* [WHAT THE EXERCISE ASKS]
Below are records; print only the lines from the line containing "Mark the suitcase" to the end, both included, reproduced exactly and without the pictures.

* [ITEMS]
☆ ☆ ☆ ☆

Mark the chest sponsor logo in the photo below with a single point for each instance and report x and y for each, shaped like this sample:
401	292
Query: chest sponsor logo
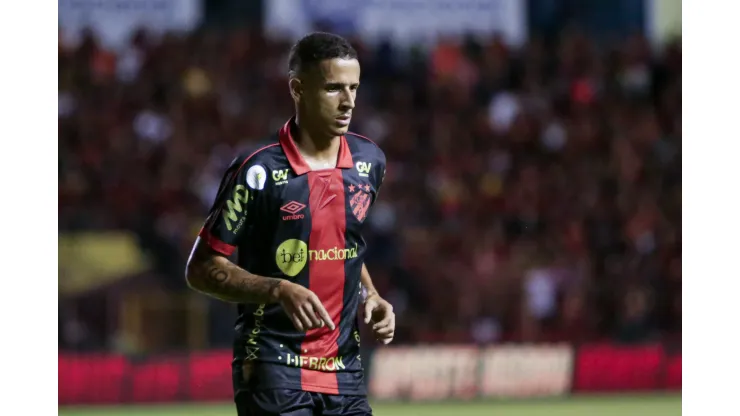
293	208
235	211
359	200
280	176
292	255
363	168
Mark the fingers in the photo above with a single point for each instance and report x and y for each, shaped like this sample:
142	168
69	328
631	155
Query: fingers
369	306
321	312
305	320
316	322
385	329
385	322
383	332
297	322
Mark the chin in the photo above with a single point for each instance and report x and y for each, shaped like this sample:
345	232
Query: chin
339	130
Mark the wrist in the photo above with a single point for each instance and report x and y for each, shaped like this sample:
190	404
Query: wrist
277	290
371	293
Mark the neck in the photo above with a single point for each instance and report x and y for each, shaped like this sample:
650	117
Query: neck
315	145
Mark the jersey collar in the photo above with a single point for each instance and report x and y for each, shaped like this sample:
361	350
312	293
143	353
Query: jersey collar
297	163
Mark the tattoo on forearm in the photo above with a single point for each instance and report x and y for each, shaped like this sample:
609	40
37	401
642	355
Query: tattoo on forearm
217	274
232	284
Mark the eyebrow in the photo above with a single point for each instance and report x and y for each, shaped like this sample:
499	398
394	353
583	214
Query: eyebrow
340	84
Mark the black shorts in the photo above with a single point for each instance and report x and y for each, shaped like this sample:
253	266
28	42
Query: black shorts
285	402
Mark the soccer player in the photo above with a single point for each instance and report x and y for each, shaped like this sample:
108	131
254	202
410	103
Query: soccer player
295	210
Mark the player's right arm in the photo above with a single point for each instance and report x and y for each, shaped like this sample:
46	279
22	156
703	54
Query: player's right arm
211	272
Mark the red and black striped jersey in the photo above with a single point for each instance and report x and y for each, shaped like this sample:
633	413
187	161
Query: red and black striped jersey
305	226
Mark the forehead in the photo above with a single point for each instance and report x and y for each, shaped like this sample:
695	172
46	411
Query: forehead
344	71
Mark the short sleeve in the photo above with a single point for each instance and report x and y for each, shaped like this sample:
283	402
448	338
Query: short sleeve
233	210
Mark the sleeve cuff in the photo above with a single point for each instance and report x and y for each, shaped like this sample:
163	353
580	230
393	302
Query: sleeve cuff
215	243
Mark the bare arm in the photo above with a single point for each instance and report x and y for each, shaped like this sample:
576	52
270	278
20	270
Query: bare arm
213	274
367	282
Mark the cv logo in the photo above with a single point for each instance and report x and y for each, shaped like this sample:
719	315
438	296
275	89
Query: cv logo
291	257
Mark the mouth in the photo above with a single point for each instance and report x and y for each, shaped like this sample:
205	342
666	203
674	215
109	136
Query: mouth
344	119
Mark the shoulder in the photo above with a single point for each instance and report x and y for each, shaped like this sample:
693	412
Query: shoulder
364	149
252	165
263	155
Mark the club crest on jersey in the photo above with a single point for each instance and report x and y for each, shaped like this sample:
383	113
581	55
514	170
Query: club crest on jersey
256	177
359	202
280	176
363	168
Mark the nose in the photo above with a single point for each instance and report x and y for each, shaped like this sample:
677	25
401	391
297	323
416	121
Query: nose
348	100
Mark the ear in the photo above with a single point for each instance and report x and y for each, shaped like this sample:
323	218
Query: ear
296	89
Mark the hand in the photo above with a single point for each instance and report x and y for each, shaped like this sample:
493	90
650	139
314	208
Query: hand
380	312
303	307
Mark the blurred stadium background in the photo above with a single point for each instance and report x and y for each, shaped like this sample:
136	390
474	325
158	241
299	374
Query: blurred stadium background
529	232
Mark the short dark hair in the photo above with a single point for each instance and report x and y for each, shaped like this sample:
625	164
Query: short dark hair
317	47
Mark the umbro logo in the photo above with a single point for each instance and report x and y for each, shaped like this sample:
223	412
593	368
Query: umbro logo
293	208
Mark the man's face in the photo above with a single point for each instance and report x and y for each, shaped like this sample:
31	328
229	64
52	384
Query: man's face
327	95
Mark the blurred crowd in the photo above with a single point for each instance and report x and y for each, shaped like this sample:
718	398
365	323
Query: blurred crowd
532	194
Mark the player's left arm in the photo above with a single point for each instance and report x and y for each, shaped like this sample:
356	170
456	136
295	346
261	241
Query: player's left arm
378	311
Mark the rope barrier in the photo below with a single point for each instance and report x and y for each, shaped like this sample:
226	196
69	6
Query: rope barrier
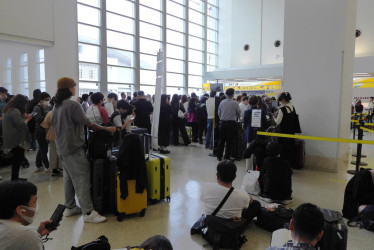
316	138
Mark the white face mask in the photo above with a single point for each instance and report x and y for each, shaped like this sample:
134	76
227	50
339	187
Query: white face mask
28	218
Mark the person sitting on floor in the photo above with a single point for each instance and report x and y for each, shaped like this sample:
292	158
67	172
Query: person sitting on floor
239	204
306	227
18	208
275	176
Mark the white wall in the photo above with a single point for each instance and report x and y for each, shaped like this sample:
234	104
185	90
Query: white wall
31	19
365	21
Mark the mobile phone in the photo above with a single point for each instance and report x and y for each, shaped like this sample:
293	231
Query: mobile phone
56	217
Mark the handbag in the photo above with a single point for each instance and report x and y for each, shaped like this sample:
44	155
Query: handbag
250	182
200	224
191	117
100	243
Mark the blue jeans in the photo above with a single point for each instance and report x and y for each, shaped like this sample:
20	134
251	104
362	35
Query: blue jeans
209	134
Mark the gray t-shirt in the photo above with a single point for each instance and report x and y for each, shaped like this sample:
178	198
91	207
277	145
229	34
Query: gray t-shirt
68	121
15	236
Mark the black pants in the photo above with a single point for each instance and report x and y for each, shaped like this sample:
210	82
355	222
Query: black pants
252	211
42	155
179	125
18	155
227	132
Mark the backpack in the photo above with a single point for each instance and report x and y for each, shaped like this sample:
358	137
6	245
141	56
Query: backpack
290	123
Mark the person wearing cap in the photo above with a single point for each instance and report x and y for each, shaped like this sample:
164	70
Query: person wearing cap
40	111
275	176
68	121
228	112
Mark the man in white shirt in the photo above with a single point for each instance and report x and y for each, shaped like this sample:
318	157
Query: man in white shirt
210	107
239	204
243	106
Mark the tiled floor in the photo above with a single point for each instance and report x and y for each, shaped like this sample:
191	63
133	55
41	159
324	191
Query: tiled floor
190	168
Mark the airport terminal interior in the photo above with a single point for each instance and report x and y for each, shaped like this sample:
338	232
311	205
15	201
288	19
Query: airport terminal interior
322	53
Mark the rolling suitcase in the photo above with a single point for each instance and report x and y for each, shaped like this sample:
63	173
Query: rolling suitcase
300	153
158	170
335	233
134	203
103	183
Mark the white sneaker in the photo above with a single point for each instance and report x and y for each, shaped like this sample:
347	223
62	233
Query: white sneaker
73	211
39	170
94	217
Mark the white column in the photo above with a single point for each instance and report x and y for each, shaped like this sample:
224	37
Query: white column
318	69
62	58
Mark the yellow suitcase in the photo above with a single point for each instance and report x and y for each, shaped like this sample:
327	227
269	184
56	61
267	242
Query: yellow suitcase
134	203
158	170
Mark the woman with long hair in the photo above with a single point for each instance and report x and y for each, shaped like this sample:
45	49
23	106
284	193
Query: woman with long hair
178	123
16	136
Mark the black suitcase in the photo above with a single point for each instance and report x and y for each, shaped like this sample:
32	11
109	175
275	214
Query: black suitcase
335	233
103	184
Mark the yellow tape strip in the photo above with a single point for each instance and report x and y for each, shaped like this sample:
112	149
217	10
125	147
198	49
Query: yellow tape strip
366	129
315	138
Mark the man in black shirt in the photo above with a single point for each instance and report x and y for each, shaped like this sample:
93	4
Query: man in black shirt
143	109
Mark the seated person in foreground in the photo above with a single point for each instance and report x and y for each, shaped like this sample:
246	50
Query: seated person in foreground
18	207
239	204
123	117
306	228
96	112
275	176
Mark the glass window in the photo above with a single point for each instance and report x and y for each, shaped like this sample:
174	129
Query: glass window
95	3
174	79
156	4
195	30
88	72
195	43
197	5
148	90
88	53
118	74
175	23
150	31
212	23
212	11
149	15
212	35
175	51
212	47
119	40
148	77
175	37
175	9
120	58
196	17
176	66
195	56
120	23
195	68
171	91
211	59
149	46
88	34
148	62
122	7
195	81
88	15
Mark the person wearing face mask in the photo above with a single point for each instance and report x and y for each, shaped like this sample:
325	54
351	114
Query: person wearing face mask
111	104
18	208
123	117
40	112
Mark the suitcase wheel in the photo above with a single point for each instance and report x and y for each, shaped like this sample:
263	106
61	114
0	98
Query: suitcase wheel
121	216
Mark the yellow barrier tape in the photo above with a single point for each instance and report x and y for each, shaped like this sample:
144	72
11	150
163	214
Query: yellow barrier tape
316	138
366	129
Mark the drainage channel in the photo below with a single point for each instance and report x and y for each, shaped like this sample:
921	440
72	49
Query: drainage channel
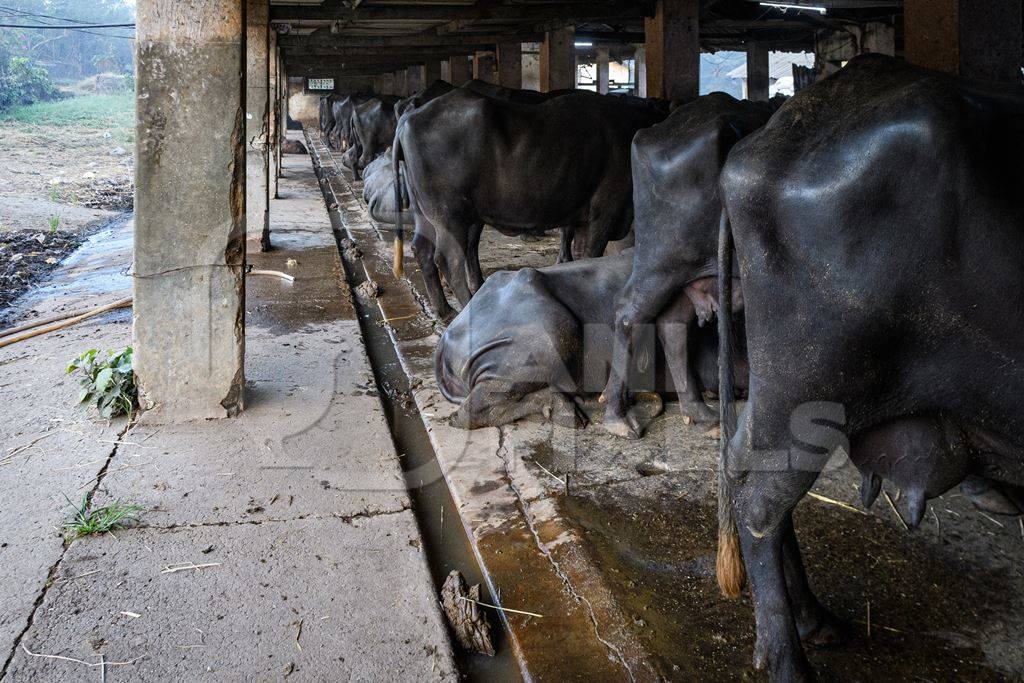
446	543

☆ ☆ ☆ ☆

* [FINISHED TASK]
Mark the suitcase wheel in the photo above with a single point for each instance and report x and y for each, shaped like this sample:
263	106
61	114
0	98
Query: suitcase wheel
121	216
Mark the yellow barrier tape in the photo above with a single point for each instance and report x and y for each, shaped like this sample:
144	72
11	150
163	214
Query: yellow barrier tape
316	138
366	129
Mark the drainage channel in the photo below with a single point for each instance and report x and y for each, shaped like this sample:
921	440
72	49
Query: drainage channel
446	543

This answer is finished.